---- Belge

Abaküs Yazılım
1. Hukuk Dairesi
Esas No: 2015/17657
Karar No: 2018/13314

Yargıtay 1. Hukuk Dairesi 2015/17657 Esas 2018/13314 Karar Sayılı İlamı

1. Hukuk Dairesi         2015/17657 E.  ,  2018/13314 K.

    "İçtihat Metni"

    MAHKEMESİ :ASLİYE HUKUK MAHKEMESİ
    DAVA TÜRÜ :TAPU İPTALİ VE TESCİL

    Taraflar arasında görülen tapu iptali ve tescil davası sonunda yerel mahkemece davanın reddine ilişkin olarak verilen karar davacı tarafından yasal süre içerisinde temyiz edilmiş olmakla dosya incelendi, Tetkik Hâkimi ...’ın raporu okundu, açıklamaları dinlendi, gereği görüşülüp düşünüldü;

    -KARAR-

    Dava, aldatma (hile) hukuksal nedenine dayalı tapu iptali ve tescil isteğine ilişkindir.
    Davacı, 123 ada 35 parsel sayılı taşınmazını kendisine ölünceye kadar bakması şartı ile davalı kızına temlik ettiğini, ancak davalının aralarındaki anlaşmaya uymadığını, kendisine bakmadığını ileri sürerek dava konusu taşınmazın tapu kaydının iptali ile adına tesciline karar verilmesini istemiştir.
    Davalı, dava konusu taşınmazın devrinin ölünceye kadar bakma sözleşmesinden kaynaklanmadığını, bedeli karşılığında satın aldığını belirterek davanın reddini savunmuştur.
    Mahkemece, dava konusu taşınmazın davalıya satış suretiyle devredildiği, tapu resmi satış senedinin aksinin ancak yazılı delille ispat edilebileceği, davacının kendi muvazaasına dayanarak hak talep etmesinin hukuk düzenince korunamayacağı gerekçesi ile davanın reddine karar verilmiştir.

--------

Yapılacak İş:
Belgede "Dava, aldatma (hile)" ifadesinden aşağıya, "reddine karar verilmiştir." ifadesine kadar uzanan kısmın hepsini "kızına" yerine "oğluna" koyarak yeniden yazın.

---- Verilen Veriler

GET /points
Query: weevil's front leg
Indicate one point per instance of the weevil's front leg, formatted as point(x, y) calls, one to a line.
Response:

--------

Alıştırma Cevabı:
Dava, aldatma (hile) hukuksal nedenine dayalı tapu iptali ve tescil isteğine ilişkindir.
    Davacı, 123 ada 35 parsel sayılı taşınmazını kendisine ölünceye kadar bakması şartı ile davalı oğluna temlik ettiğini, ancak davalının aralarındaki anlaşmaya uymadığını, kendisine bakmadığını ileri sürerek dava konusu taşınmazın tapu kaydının iptali ile adına tesciline karar verilmesini istemiştir.
    Davalı, dava konusu taşınmazın devrinin ölünceye kadar bakma sözleşmesinden kaynaklanmadığını, bedeli karşılığında satın aldığını belirterek davanın reddini savunmuştur.
    Mahkemece, dava konusu taşınmazın davalıya satış suretiyle devredildiği, tapu resmi satış senedinin aksinin ancak yazılı delille ispat edilebileceği, davacının kendi muvazaasına dayanarak hak talep etmesinin hukuk düzenince korunamayacağı gerekçesi ile davanın reddine karar verilmiştir.